Provided data:
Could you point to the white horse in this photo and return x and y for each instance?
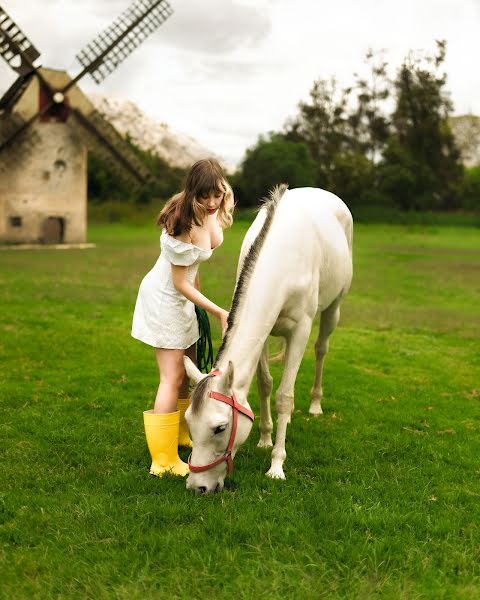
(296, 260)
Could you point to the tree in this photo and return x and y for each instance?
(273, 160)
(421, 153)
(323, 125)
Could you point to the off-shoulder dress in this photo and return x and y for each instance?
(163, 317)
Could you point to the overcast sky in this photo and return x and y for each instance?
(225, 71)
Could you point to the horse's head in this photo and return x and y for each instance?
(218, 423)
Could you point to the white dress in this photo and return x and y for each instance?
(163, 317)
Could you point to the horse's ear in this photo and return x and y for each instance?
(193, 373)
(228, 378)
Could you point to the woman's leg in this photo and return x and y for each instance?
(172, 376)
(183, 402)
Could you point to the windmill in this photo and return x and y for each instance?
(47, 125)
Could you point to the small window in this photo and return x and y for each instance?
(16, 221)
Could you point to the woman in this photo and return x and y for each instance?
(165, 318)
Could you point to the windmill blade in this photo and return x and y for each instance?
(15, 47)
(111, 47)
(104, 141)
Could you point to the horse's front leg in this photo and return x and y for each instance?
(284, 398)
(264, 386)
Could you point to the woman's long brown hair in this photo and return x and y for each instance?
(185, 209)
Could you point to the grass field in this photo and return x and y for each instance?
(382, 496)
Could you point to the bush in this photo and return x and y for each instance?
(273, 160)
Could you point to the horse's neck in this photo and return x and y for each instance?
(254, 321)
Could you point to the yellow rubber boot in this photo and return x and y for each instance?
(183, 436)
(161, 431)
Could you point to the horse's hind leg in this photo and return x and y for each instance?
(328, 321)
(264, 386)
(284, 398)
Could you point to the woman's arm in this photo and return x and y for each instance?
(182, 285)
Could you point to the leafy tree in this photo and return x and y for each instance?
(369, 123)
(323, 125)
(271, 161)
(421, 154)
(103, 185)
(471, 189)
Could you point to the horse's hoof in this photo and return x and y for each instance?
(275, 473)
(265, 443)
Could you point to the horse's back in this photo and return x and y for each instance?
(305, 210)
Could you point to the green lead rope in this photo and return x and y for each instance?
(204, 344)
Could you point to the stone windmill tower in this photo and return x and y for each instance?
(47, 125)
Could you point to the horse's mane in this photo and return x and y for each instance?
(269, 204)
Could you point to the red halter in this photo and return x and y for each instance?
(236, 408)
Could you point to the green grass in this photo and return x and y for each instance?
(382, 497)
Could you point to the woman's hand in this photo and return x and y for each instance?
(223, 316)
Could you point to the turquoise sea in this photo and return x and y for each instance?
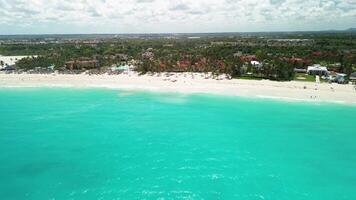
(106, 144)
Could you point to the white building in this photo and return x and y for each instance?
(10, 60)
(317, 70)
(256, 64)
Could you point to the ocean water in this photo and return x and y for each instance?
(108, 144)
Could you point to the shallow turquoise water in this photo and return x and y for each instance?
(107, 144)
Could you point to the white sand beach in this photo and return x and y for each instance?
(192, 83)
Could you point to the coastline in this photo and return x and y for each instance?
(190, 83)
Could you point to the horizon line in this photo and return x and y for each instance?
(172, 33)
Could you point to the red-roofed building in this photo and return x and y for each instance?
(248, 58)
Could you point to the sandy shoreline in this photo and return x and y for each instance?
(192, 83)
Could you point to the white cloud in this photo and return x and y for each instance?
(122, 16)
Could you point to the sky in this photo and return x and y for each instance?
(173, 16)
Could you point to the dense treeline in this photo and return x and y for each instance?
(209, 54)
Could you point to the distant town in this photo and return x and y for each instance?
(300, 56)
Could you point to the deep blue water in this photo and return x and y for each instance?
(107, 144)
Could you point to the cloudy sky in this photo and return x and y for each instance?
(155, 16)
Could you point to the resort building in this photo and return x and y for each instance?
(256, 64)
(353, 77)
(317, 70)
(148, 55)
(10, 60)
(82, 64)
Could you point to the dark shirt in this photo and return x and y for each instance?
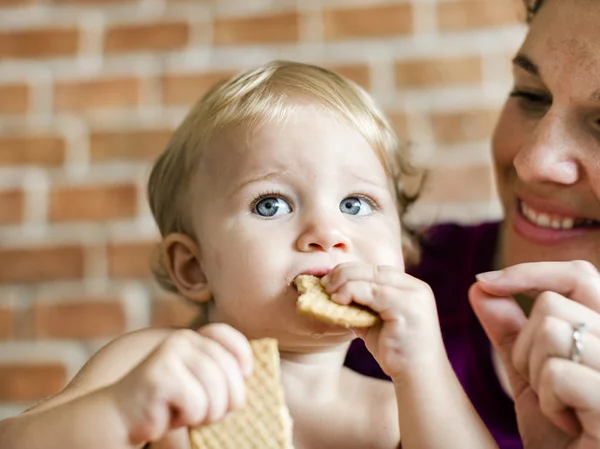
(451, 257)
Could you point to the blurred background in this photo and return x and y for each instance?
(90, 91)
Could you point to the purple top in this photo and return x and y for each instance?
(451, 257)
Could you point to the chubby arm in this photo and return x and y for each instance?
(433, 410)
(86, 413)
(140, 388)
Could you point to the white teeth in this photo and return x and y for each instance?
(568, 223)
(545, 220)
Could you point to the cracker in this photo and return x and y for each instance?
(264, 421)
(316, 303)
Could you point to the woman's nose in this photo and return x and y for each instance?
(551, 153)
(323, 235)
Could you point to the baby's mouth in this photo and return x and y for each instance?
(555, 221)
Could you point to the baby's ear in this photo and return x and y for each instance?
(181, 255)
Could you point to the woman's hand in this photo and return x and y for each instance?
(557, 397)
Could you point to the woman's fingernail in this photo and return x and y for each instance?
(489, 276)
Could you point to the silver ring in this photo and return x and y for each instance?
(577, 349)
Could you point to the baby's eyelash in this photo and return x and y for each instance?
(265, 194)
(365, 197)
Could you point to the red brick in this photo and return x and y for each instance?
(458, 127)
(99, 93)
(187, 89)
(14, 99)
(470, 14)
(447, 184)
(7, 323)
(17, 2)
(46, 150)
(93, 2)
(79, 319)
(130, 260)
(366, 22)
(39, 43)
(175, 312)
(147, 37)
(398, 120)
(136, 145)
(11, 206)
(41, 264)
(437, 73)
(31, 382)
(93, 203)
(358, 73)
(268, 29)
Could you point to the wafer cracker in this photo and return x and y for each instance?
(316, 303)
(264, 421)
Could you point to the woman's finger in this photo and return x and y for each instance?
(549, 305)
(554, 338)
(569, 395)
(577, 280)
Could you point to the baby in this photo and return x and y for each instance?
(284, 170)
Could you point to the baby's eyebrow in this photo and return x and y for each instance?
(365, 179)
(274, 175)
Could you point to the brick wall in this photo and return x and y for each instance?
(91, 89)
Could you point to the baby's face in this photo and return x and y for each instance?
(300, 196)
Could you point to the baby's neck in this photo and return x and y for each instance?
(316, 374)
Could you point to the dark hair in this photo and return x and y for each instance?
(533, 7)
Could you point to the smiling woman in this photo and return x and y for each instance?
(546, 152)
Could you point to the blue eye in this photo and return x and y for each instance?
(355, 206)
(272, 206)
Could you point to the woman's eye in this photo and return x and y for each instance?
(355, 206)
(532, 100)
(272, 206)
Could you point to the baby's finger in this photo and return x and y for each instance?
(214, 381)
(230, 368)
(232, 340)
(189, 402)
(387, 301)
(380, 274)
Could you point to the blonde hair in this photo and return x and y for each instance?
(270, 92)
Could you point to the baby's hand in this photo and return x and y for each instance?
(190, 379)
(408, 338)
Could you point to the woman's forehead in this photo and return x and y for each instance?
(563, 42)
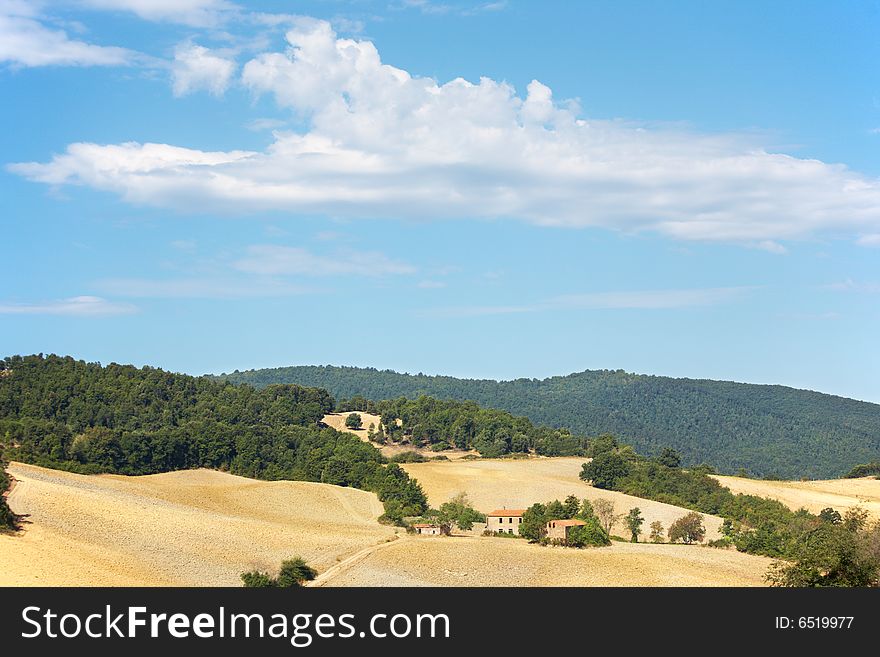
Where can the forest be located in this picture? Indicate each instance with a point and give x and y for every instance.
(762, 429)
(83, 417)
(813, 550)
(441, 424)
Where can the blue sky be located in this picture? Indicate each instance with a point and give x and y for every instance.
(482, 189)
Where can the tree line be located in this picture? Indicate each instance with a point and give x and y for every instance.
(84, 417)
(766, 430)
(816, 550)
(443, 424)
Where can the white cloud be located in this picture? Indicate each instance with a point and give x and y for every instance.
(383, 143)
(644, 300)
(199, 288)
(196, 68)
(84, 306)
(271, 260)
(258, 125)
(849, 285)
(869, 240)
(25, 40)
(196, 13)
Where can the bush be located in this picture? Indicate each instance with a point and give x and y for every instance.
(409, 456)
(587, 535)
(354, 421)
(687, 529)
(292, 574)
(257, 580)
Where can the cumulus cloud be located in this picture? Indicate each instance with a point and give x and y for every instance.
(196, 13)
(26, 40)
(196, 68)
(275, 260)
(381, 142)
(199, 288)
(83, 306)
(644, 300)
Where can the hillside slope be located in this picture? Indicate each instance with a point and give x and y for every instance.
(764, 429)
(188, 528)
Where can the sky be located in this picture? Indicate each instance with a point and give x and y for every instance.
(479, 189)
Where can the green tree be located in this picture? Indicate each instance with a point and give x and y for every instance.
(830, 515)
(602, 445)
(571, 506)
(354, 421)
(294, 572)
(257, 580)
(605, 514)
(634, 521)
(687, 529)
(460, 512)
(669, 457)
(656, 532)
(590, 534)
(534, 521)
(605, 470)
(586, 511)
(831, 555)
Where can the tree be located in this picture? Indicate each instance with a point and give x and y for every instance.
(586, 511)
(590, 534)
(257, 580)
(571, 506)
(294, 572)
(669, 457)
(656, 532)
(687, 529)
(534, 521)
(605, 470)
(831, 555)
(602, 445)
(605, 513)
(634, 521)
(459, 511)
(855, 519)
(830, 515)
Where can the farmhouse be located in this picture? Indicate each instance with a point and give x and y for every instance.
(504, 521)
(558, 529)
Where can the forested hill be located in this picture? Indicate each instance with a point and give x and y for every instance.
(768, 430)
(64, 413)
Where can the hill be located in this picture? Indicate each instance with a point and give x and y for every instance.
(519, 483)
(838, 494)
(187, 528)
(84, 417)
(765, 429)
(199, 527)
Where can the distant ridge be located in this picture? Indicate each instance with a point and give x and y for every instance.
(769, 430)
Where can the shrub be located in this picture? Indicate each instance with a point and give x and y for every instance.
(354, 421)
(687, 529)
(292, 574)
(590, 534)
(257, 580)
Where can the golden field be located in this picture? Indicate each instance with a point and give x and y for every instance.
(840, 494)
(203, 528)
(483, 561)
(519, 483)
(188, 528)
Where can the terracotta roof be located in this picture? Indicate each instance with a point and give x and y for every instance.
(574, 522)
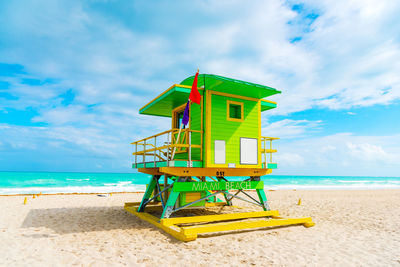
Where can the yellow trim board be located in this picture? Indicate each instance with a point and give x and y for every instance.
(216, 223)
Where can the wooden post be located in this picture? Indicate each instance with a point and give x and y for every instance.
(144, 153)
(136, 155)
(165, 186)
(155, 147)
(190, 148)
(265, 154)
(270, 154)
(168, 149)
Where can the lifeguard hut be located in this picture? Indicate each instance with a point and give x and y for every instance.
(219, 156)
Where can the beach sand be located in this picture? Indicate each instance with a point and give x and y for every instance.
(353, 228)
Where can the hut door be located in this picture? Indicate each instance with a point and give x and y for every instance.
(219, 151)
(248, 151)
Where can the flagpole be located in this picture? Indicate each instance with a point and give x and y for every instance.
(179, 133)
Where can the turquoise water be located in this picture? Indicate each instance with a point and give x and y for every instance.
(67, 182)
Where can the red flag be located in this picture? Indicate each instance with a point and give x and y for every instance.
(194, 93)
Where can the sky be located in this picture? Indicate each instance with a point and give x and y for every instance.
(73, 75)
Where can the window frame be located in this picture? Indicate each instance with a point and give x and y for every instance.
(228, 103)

Work to complete: Everything from the line containing "Where can the red" to the end of the records must be written out exactly; include both of those lines and no others.

Result of this exercise:
Where can the red flag be located in this picture? Indicate each instance with a point and give x and y for every instance.
(194, 93)
Where can the sky be located in this picture? Indicate each instance with a point and give x and y for every instance.
(73, 75)
Where can the window frame be located in this picture? Indicate each instance with a point and give x and y for every instance.
(228, 103)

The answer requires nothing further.